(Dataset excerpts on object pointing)
-------
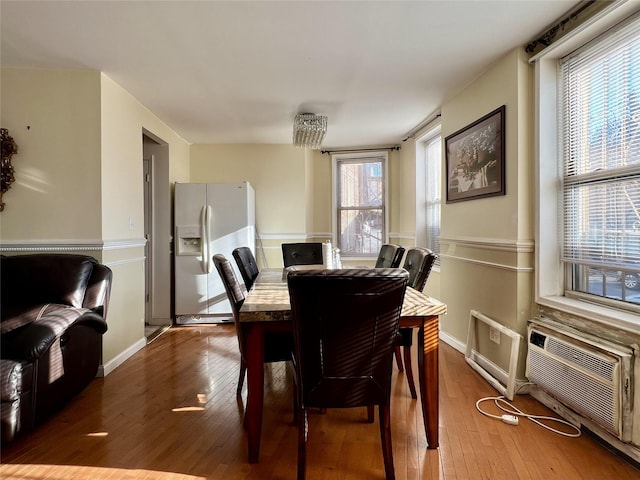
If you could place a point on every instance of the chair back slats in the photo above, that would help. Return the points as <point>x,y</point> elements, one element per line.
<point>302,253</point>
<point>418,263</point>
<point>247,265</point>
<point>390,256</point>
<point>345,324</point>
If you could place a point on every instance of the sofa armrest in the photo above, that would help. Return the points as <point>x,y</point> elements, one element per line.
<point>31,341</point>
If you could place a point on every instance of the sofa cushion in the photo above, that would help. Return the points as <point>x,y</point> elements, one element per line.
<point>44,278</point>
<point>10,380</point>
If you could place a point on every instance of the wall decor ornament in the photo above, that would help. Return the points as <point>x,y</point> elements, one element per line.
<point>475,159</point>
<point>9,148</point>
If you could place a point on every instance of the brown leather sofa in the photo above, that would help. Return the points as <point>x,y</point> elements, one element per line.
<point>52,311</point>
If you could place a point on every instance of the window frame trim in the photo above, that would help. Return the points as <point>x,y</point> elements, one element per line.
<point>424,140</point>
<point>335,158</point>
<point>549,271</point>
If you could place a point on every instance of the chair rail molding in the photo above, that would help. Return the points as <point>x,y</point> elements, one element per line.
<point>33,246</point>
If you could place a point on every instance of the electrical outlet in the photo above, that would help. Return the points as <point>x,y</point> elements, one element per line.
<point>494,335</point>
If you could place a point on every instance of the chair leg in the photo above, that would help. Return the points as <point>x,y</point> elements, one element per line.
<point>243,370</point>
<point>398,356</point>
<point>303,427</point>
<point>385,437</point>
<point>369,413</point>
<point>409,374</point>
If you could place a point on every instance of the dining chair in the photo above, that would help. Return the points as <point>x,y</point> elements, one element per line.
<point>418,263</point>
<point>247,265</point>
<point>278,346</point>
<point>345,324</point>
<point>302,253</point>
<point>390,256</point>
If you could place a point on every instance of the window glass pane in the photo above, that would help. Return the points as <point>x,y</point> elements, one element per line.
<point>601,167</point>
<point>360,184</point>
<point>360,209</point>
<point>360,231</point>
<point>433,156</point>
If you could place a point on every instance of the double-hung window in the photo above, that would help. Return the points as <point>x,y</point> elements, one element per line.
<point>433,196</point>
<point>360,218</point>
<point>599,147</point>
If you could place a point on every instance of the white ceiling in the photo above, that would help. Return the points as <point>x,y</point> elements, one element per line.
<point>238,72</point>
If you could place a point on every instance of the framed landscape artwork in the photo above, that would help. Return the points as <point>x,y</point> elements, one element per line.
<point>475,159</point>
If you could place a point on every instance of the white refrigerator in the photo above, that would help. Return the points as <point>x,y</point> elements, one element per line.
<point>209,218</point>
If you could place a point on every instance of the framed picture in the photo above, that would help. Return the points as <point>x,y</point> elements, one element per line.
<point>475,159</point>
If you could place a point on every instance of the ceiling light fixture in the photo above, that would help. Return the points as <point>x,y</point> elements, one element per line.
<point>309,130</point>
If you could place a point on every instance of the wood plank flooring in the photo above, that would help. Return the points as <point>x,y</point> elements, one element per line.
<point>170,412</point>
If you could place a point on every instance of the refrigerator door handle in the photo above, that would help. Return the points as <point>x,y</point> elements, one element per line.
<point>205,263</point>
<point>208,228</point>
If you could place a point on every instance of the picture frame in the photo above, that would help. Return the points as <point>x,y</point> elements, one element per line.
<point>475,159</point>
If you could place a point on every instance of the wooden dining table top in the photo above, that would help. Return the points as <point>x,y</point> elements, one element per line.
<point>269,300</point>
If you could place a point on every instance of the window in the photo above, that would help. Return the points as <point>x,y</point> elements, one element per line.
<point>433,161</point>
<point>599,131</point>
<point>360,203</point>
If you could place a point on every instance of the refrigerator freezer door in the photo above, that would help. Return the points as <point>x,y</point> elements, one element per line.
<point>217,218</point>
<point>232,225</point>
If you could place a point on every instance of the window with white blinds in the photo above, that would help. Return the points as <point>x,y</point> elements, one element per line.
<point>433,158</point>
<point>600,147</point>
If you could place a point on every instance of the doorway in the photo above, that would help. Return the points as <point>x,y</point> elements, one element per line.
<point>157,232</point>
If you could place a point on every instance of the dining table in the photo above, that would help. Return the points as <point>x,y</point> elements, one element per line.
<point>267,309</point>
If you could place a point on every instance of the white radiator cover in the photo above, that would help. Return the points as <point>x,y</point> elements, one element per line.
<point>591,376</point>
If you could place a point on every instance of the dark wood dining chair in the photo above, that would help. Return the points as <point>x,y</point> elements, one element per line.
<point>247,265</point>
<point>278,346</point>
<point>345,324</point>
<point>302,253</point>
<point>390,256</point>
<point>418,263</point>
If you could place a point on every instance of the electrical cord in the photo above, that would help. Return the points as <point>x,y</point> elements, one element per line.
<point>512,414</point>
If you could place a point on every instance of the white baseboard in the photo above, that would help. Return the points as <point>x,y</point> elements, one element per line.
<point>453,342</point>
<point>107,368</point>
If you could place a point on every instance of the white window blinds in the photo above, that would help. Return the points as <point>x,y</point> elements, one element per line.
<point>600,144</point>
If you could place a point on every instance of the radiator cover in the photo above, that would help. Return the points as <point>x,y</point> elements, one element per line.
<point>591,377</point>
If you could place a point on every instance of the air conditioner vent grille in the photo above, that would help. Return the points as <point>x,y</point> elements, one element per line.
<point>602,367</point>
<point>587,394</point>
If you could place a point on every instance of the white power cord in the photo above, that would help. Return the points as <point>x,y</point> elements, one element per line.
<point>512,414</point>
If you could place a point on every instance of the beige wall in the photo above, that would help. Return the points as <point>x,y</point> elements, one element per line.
-------
Rewrite the rows starting at the line containing "the framed landscape" and ending at the line containing "<point>269,300</point>", requests included, shifting every x and y coordinate in the answers by -40.

If you could place a point on every instance of the framed landscape artwork in the photo above, that would help. Return the points as <point>x,y</point> elements, one element per line.
<point>435,119</point>
If you could place a point on every instance of the white refrigerator in the photo above, that would help. Return the points as <point>x,y</point> elements, one element per line.
<point>169,178</point>
If you could place a point on every instance of the framed picture in the photo above, that would help. Return the points as <point>x,y</point> elements, one element per line.
<point>435,119</point>
If you could place a point on every instance of the ceiling light fixture in the photo above, that would help. Return the points as <point>x,y</point> elements, one element per line.
<point>269,90</point>
If you could place a point on every instance of the wood plank flooring in the photo above, that would help. Return the points as <point>x,y</point> elements, one element per line.
<point>130,372</point>
If you could place a point on every instance of the refrigerator door handle in the photo above, that would help. Return the points as <point>x,y</point> elements, one element per line.
<point>165,223</point>
<point>168,188</point>
If you could place a point on every instance of the picture frame in the photo above, that would help. Return the points as <point>x,y</point> elements, one element per line.
<point>435,119</point>
If you could place a point on every instance of the wooden dining table top in the photo above, that would help. Return the points as <point>x,y</point> elements, one element per line.
<point>229,260</point>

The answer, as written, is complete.